## [YOUR OBJECTIVE]
From the first line to the last, print the records exactly.

## [RECORDS SHOWN]
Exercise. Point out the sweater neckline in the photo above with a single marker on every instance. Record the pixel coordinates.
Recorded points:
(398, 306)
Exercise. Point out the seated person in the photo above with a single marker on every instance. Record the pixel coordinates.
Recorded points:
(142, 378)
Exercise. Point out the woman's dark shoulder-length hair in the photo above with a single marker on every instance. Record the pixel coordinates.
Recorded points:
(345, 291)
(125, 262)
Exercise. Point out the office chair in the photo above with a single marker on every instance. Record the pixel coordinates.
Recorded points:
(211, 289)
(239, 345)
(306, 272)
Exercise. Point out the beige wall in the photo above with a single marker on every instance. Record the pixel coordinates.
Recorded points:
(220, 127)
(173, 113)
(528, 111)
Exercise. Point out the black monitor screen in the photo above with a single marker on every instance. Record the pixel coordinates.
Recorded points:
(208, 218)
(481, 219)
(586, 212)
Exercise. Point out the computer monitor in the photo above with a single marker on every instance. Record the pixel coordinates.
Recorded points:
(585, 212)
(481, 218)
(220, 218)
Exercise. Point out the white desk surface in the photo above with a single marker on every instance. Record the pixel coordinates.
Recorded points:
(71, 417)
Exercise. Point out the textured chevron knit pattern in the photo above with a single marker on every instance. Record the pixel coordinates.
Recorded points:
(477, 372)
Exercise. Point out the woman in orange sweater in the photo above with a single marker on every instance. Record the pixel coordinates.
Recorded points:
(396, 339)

## [ANSWER BOX]
Exercise. Point out the sweater neckline in the photo above with a single marker on every instance. Record the pixel coordinates.
Recorded points:
(398, 306)
Exercise. Point out the seated person in the photo above with a single marker on every instance. Record the pixel coordinates.
Recorded points:
(142, 378)
Exercise. Point out the woman's dark shoulder-length hair in the photo above with a single marker on every instance. Record the pixel coordinates.
Recorded points:
(345, 291)
(125, 262)
Exercise. Point out the office chair in the photo above with a single marker on every instance. Record the pixel coordinates.
Recorded points:
(211, 289)
(239, 345)
(306, 272)
Exercise. Point out the beige wall in the photo above with a single marker on every instance. Record the pixel coordinates.
Recorded points:
(220, 127)
(173, 113)
(528, 111)
Exercise. Point out the black monitor screen in the photo above with a single marker on every instance. Record the pixel coordinates.
Recorded points:
(208, 218)
(481, 219)
(586, 212)
Exercise. Point out the computer monitor in the photo above with a single marker on every instance. Record the pixel coordinates.
Recorded points:
(585, 212)
(481, 218)
(220, 218)
Exercise. Point out the white desk surface in the photo above with a single marker on every instance. Record the pixel coordinates.
Recorded points:
(71, 417)
Exercise. Point out the textured chevron knit pattern in the photo above with a single marker on every instance. Record the pixel coordinates.
Recorded points:
(477, 372)
Exercise. Point out the woman in orange sweater in the photo above with a single marker on every instance. Record the pixel coordinates.
Recorded points:
(396, 339)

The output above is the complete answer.